### INSTRUCTION
Reproduce the following data exactly as it appears, line for line.

=====

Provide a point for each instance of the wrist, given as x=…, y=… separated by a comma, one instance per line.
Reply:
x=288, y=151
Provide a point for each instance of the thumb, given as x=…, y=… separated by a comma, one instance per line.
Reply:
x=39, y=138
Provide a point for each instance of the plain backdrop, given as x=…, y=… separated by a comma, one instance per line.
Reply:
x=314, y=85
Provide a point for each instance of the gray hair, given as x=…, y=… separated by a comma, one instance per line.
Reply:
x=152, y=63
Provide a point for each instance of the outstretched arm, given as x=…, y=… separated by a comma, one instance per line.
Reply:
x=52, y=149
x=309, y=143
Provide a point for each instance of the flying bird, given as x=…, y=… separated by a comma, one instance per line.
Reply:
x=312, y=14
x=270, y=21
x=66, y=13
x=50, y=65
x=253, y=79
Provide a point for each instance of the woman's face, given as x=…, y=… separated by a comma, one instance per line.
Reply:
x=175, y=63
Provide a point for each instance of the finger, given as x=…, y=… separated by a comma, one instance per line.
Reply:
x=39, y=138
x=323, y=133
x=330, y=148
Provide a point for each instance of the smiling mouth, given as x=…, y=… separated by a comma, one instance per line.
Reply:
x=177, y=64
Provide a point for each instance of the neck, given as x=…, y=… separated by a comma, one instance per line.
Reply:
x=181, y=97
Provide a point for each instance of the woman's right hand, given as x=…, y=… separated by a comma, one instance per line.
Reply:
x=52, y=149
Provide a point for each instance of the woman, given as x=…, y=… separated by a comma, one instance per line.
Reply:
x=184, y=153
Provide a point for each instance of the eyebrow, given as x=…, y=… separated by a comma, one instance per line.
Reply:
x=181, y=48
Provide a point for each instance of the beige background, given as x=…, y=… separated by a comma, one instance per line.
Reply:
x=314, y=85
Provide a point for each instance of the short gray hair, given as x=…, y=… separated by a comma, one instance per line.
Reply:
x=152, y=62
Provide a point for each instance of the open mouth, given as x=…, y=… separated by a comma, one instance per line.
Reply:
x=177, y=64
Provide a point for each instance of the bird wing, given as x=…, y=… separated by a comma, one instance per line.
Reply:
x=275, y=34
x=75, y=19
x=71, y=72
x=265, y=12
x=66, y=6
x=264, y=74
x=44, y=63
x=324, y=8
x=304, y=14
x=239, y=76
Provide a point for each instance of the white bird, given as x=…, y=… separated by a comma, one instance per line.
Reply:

=====

### RESPONSE TO THE TASK
Provide a point for each instance of the wrist, given as x=…, y=… separated by a comma, one instance per line.
Reply:
x=288, y=151
Provide a point for each instance of the thumb, given as x=…, y=… separated by a comma, one instance per line.
Reply:
x=39, y=138
Provide a point for each instance of the plain backdrop, given as x=…, y=… separated by a comma, one instance per line.
Reply:
x=314, y=85
Provide a point for each instance of the gray hair, given as x=…, y=… separated by a comma, one instance per line.
Reply:
x=152, y=63
Provide a point for each instance of the outstretched arm, given as x=…, y=… separated by a comma, one instance per line.
Reply:
x=52, y=149
x=309, y=143
Provide a point for each instance of the flying bird, given as x=…, y=… separated by a comma, one instance per line.
Reply:
x=312, y=14
x=270, y=21
x=66, y=13
x=50, y=65
x=253, y=79
Provide a point for each instance of the woman's face, given as x=…, y=… separated by a comma, one instance per line.
Reply:
x=175, y=63
Provide a point for each instance of the finger, given as x=…, y=… separated by a comma, one instance per line.
Reply:
x=39, y=138
x=323, y=133
x=330, y=148
Provide a point for each instance of the smiling mouth, given as x=…, y=… separated by a comma, one instance per line.
Reply:
x=177, y=64
Provide a point for each instance of the neck, given as x=…, y=… separated by a comma, one instance per line.
Reply:
x=181, y=97
Provide a point for each instance of the woman's right hand, given as x=…, y=… separated by a comma, one instance per line.
Reply:
x=52, y=149
Provide a point for each instance of the woman, given as x=…, y=… separated by a comma, one instance per line.
Reply:
x=184, y=153
Provide a point for each instance of the eyebrow, given as x=…, y=… separated by a comma, one instance per line.
Reply:
x=181, y=48
Provide a point for each instance of the beige background, given as x=…, y=… separated by a comma, one instance per line.
Reply:
x=314, y=85
Provide a point for each instance of the short gray hair, given as x=…, y=… separated by a comma, one instance per line.
Reply:
x=152, y=62
Provide a point for each instance of the open mouth, given as x=…, y=… separated by a comma, one instance per line.
Reply:
x=177, y=64
Provide a point for each instance of the bird wing, given as x=…, y=… separated by a comma, one instance per line.
Reply:
x=275, y=34
x=75, y=19
x=71, y=72
x=265, y=12
x=66, y=6
x=264, y=74
x=44, y=63
x=324, y=8
x=304, y=14
x=239, y=76
Provide a point for each instance of the white bird, given as x=…, y=… separated by a comma, one instance per line.
Reply:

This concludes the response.